| Requirement 1 |
Edit the influenza update from "10 December 2025" through "globally and year-round.", replacing "year-round" with "throughout the year".
| Requirement 2 |
Answer these questions from the influenza update.
(a) Since what month and year has there been a rapid increase of subclade K viruses?
(b) The increased proportion of which seasonal influenza viruses is being detected?
(c) Do current epidemiological data indicate an increase in disease severity?

Seasonal #influenza - #Global #situation (#WHO, Dec. 10 '25, excerpts)

 


10 December 2025


Situation at a glance

Seasonal influenza (‘the flu’) is an acute respiratory infection caused by influenza viruses that circulate globally and year-round. 

It can cause illness ranging from mild to severe, sometimes resulting in hospitalization or death. 

Seasonal influenza activity has increased globally in recent months, with an increased proportion of seasonal influenza A(H3N2) viruses being detected. 

This rise coincides with the onset of winter in the northern hemisphere and an increase in acute respiratory infections caused by influenza and other respiratory viruses typically observed at this time of year. 

Although global activity remains within expected seasonal ranges, early increases and higher activity than typical at this time of year have been observed in some regions. 

Seasonal influenza viruses, including A(H3N2) viruses, continually evolve over time. 

Since August 2025, there has been a rapid increase of A(H3N2) J.2.4.1 alias K subclade viruses detected from several countries based on available genetic sequence data. 

These subclade K viruses have several changes from related A(H3N2) viruses. 

Current epidemiological data do not indicate an increase in disease severity, although this subclade marks a notable evolution in influenza A(H3N2) viruses. 

Early estimates suggest that the influenza vaccine continues to provide protection against hospital attendance in both children and adults, even though its effectiveness against clinical disease during the current season remains uncertain. 

Vaccines remain essential, especially for people at high risk of influenza complications and their care givers. 

Even if there are some genetic differences between the circulating influenza viruses and the strains included in the vaccines, the seasonal influenza vaccine may still provide protection against drifted viruses and the other virus strains included in the vaccine. 

Vaccination is still expected to protect against severe illness and remains one of the most effective public health measures.

| Supplied information |
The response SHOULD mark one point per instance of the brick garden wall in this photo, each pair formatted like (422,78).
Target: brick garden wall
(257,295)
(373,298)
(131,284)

| Written solution 1 |
10 December 2025


Situation at a glance

Seasonal influenza (‘the flu’) is an acute respiratory infection caused by influenza viruses that circulate globally and throughout the year.

| Written solution 2 |
(a) August 2025
(b) Seasonal influenza A(H3N2) viruses
(c) No